# [TEXT SECTION]

It will also tell you (if you used start-backup.sh) the stop gcp:
./restore-backup.sh --csv
--backupdir=/cluster/backups/BACKUP-2009May10-165004
--csvdir=/cluster/backups/csv

...

To setup replication use StopGCP: 1511
Data is appended to the txt files, so running the command more than once is bad. Better delete the old txt files first.

Loading the .txt (CSV) into Slave
For all tables:
mysql_slave> LOAD DATA INFILE 'tablename.TXT'
INTO table <tablename>
FIELDS TERMINATED BY ','
ENCLOSED BY '\''
LINES TERMINATED BY '\n';


Now the slave is at the same state as the when the backup finished in the Cluster.

Staging a slave - no traffic on Cluster:

You can use mysqldump for this.

Excerpts from point annotation data:
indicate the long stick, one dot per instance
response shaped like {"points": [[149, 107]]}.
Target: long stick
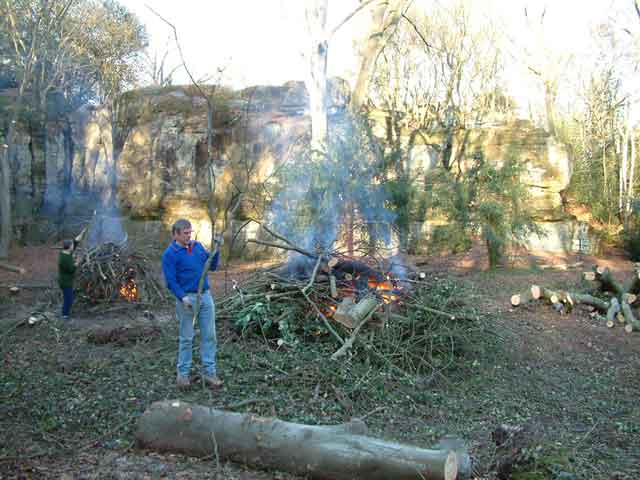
{"points": [[207, 264], [284, 247]]}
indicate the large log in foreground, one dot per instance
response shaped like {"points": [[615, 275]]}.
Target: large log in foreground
{"points": [[340, 452]]}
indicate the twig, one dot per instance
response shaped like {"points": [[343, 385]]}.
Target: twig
{"points": [[284, 247], [324, 319], [313, 275], [352, 338]]}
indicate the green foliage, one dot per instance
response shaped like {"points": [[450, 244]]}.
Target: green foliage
{"points": [[319, 191], [592, 137], [488, 199], [270, 321]]}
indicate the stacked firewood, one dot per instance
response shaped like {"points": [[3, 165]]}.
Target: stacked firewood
{"points": [[112, 272], [615, 301], [351, 298]]}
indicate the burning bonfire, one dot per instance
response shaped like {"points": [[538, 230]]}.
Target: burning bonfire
{"points": [[112, 272], [410, 318]]}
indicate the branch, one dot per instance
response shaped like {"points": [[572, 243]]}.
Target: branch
{"points": [[347, 18], [418, 32], [184, 63], [284, 247]]}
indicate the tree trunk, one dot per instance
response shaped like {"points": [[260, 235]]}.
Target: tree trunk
{"points": [[316, 15], [340, 452], [5, 195]]}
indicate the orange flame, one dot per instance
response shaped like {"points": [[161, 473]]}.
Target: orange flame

# [EXERCISE DESCRIPTION]
Continue the notes on setting up a MySQL Cluster replication slave, starting after "You can use mysqldump for this."

# [RESPONSE TO THIS EXERCISE]
host> mysqldump -u<user> -p<password> <database> > database_dump.sql
Then you copy the database_dump.sql and change the engine=ndb to engine=innodb
host> sed -i -e 's#ndbcluster#innodb# database_dump.sql
Then you have to find the good starting position from master_a:
master_a> show master status;
Remember the binlog filename and position, you will need it in the next step.

Starting the replication
Create and grant the replication user (not shown here)

If you have staged the slave using mysqldump, then you go directly to CHANGE MASTER.. using the BINLOG and POS from the previous step.

Find out where the slave should start replicating from using the stopGCP from the previous step "Backup the Cluster".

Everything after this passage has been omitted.